● **What you have to do**
Print out the full listing below, word for word.
▬▬▬
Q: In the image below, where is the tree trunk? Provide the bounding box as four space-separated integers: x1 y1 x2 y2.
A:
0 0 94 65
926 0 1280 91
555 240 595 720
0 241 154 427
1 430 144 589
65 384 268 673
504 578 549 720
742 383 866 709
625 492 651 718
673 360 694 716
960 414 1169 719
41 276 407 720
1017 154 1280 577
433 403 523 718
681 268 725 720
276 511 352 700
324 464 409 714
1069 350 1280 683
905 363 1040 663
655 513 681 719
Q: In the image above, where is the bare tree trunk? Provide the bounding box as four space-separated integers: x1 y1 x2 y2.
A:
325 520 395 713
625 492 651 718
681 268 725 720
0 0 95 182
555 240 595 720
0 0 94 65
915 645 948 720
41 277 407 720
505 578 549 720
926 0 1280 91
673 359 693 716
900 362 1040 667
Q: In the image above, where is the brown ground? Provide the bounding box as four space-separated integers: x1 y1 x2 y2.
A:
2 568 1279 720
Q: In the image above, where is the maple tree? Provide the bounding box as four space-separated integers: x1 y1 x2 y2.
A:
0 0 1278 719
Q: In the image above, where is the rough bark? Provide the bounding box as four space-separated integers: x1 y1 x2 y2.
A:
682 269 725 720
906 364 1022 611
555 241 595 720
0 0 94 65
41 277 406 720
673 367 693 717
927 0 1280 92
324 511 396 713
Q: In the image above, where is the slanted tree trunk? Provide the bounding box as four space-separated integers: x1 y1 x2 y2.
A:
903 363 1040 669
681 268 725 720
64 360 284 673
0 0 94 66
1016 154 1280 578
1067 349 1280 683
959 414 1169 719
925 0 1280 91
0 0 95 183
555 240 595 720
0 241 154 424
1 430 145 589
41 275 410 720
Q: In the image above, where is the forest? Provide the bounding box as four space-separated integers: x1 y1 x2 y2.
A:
▬▬▬
● **Exercise answer**
Q: In the image below, where is the tree trunk? Provide the bounding box as four space-separated integers: x1 y1 x2 y2.
A:
0 0 94 65
926 0 1280 91
555 240 595 720
0 241 154 427
1 430 144 589
65 384 268 673
504 578 549 720
742 383 866 709
625 492 651 718
673 360 694 716
960 414 1169 719
41 276 407 720
1017 154 1280 577
433 403 523 718
681 268 725 720
276 511 352 700
324 464 409 714
1069 350 1280 683
905 363 1040 663
655 513 681 719
Q: In the image above, where is the bare tree trunk? Provide the bounding box as four space-separated integers: x1 y1 x2 y2.
A:
325 520 395 713
625 492 651 718
681 268 725 720
0 0 95 182
555 240 595 720
0 0 94 65
915 645 948 720
41 277 407 720
505 578 549 720
926 0 1280 91
673 359 693 716
900 362 1040 667
Q: In the image above, where is the brown ground? Provide the bounding box as four space-separated integers: x1 y1 x2 y2.
A:
2 568 1279 720
Q: In the image above, where is the maple tree? Provide the bounding box as four space-separated integers: x1 y1 x2 y2.
A:
0 0 1278 719
Q: In the image above, where is the rough bark? Provide the bounding box as four space-separated integers: x1 y1 x2 y2.
A:
682 269 725 720
906 364 1022 611
555 241 595 720
0 0 94 65
41 277 406 720
673 367 693 717
927 0 1280 92
324 511 396 713
Q: In the image above, where is the slanted tree trunk? Provide the bounding box as four space-separated integers: x1 y1 x2 y2.
A:
903 363 1040 669
681 268 725 720
64 360 284 673
0 0 94 66
1016 154 1280 578
1067 349 1280 683
959 414 1169 719
925 0 1280 91
0 0 95 183
555 240 595 720
0 241 154 424
1 430 145 589
41 275 410 720
Q: In the image above, where is the forest? Provide the bounding box as four space-separated integers: x1 y1 x2 y2.
A:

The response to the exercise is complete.